● **Supplied records**

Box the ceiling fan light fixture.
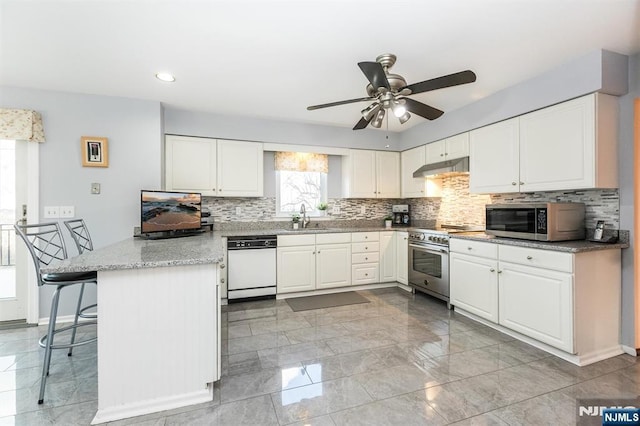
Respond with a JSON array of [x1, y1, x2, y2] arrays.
[[398, 111, 411, 124], [361, 103, 381, 121], [392, 102, 407, 118], [371, 109, 385, 128]]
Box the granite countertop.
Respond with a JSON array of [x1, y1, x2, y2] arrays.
[[41, 232, 225, 273], [451, 232, 629, 253]]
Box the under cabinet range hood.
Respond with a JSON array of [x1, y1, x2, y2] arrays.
[[412, 157, 469, 178]]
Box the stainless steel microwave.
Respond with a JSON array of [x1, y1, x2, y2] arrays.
[[485, 202, 585, 241]]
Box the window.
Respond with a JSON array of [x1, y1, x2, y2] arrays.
[[274, 151, 329, 217], [276, 170, 327, 217]]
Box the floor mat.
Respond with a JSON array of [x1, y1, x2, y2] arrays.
[[286, 291, 369, 312]]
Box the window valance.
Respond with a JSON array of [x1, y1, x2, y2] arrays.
[[0, 109, 46, 142], [275, 151, 328, 173]]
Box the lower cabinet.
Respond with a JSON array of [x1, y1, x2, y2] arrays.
[[316, 243, 352, 289], [379, 231, 396, 282], [396, 231, 408, 284], [351, 232, 380, 285], [450, 238, 622, 360], [277, 245, 316, 293]]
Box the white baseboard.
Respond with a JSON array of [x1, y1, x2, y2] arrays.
[[276, 282, 398, 299], [622, 345, 639, 356], [38, 314, 96, 326]]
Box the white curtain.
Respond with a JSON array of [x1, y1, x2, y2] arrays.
[[0, 109, 46, 142]]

● **Task to carry out**
The answer must be an exact reproduction of the records, with every picture left out.

● **Expected output**
Box the ceiling fan light fixture.
Respond with a JSON array of [x1, y1, x2, y2] arrays.
[[398, 111, 411, 124], [361, 103, 381, 121], [392, 102, 407, 118], [371, 109, 385, 128]]
Box the granite countertop.
Respond with a JSON array of [x1, y1, x2, y2] arrays.
[[41, 232, 225, 273], [451, 232, 629, 253]]
Box the under cabinet range hood.
Respond with a JSON array of [x1, y1, x2, y2] arrays.
[[412, 157, 469, 178]]
Box the stainless steel microwave.
Respond with a JSON array of [x1, y1, x2, y2] arrays.
[[485, 202, 585, 241]]
Box the window.
Respond with a JSON array of [x1, y1, x2, y2] arrays.
[[274, 151, 329, 217], [276, 170, 327, 217]]
Box the floor mat.
Respond with a JSON array of [x1, y1, x2, y2] arrays.
[[286, 291, 369, 312]]
Box the window valance.
Respond with a JSON array of [x1, y1, x2, y2] arrays.
[[0, 109, 46, 142], [275, 151, 328, 173]]
Box the lower cabinet.
Respond with a JSON array of [x1, y1, x2, y2] arrays.
[[316, 243, 352, 289], [379, 231, 396, 282], [396, 231, 408, 284], [351, 232, 380, 285], [450, 238, 622, 360], [277, 245, 316, 293]]
Box the white baseboard.
Respond with a JSON array of [x1, y1, x2, y2] arrays.
[[276, 282, 398, 299], [622, 345, 639, 356], [38, 314, 96, 326]]
Box the white curtain.
Respond with a JSON array of [x1, y1, x2, y2] arrays.
[[0, 109, 46, 142]]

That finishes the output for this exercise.